@gaiaverse/semantic-turning-point-detector
Version:
Detects key semantic turning points in conversations using recursive semantic distance analysis. Ideal for conversation analysis, dialogue segmentation, insight detection, and AI-assisted reasoning tasks.
132 lines (114 loc) • 4.69 kB
text/typescript
import { Message } from "./Message";
import { TurningPointDetectorConfig } from "./semanticTurningPointDetector";
/**
* Defines the formatting style for replaced headings.
* - 'plain': Just the heading text (removes '#' markers only).
* - 'bold': Surrounds the heading text with '**'.
* - 'italic': Surrounds the heading text with '*'.
* - 'bold-italic': Surrounds the heading text with '***'.
* - 'prefix': Prepends a specific string (defined in `headingPrefix`) to the heading text.
*/
export type HeadingStyle = 'plain' | 'bold' | 'italic' | 'bold-italic' | 'prefix';
/**
* Configuration options for selectivelyStripMarkdown function.
*/
export type StripMarkdownOptions = {
/**
* If true, removes list markers (*, -, +, 1.) while keeping the item text.
* @default false
*/
removeLists?: boolean;
/**
* Defines how heading syntax (#) should be replaced.
* @default 'bold'
*/
headingStyle?: HeadingStyle;
/**
* The prefix string to use when `headingStyle` is 'prefix'.
* @default 'heading: '
*/
headingPrefix?: string;
}
/**
* Selectively removes or reformats Markdown elements like headings and optionally lists.

RECORDED INFORMATION:
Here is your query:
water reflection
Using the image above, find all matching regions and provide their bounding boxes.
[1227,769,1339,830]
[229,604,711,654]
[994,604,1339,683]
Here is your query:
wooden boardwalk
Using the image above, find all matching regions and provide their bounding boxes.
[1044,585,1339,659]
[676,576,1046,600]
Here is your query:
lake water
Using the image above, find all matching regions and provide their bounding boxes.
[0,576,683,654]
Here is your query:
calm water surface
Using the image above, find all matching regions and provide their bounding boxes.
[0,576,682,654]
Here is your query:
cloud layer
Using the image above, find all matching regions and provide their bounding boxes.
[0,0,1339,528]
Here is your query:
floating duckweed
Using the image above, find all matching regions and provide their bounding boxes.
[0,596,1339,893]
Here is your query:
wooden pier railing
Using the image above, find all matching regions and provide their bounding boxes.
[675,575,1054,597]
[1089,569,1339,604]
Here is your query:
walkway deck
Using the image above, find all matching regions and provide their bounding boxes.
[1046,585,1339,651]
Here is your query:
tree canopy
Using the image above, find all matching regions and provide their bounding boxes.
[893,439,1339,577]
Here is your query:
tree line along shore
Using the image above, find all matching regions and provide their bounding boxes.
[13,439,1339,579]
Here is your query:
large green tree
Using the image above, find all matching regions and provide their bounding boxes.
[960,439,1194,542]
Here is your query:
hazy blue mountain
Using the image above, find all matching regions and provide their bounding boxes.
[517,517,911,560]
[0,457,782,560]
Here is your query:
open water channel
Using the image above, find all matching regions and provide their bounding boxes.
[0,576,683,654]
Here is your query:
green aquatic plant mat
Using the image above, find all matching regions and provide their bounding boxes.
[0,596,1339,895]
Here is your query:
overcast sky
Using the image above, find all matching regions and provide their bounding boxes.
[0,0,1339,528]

TO BE DONE: Reproduce the whole TypeScript source page from the semantic-turning-point-detector package verbatim, from its first line to its last.

ANSWER FOR THE TASK:
@gaiaverse/semantic-turning-point-detector
Version:
Detects key semantic turning points in conversations using recursive semantic distance analysis. Ideal for conversation analysis, dialogue segmentation, insight detection, and AI-assisted reasoning tasks.
132 lines (114 loc) • 4.69 kB
text/typescript
import { Message } from "./Message";
import { TurningPointDetectorConfig } from "./semanticTurningPointDetector";
/**
* Defines the formatting style for replaced headings.
* - 'plain': Just the heading text (removes '#' markers only).
* - 'bold': Surrounds the heading text with '**'.
* - 'italic': Surrounds the heading text with '*'.
* - 'bold-italic': Surrounds the heading text with '***'.
* - 'prefix': Prepends a specific string (defined in `headingPrefix`) to the heading text.
*/
export type HeadingStyle = 'plain' | 'bold' | 'italic' | 'bold-italic' | 'prefix';
/**
* Configuration options for selectivelyStripMarkdown function.
*/
export type StripMarkdownOptions = {
/**
* If true, removes list markers (*, -, +, 1.) while keeping the item text.
* @default false
*/
removeLists?: boolean;
/**
* Defines how heading syntax (#) should be replaced.
* @default 'bold'
*/
headingStyle?: HeadingStyle;
/**
* The prefix string to use when `headingStyle` is 'prefix'.
* @default 'heading: '
*/
headingPrefix?: string;
}
/**
* Selectively removes or reformats Markdown elements like headings and optionally lists.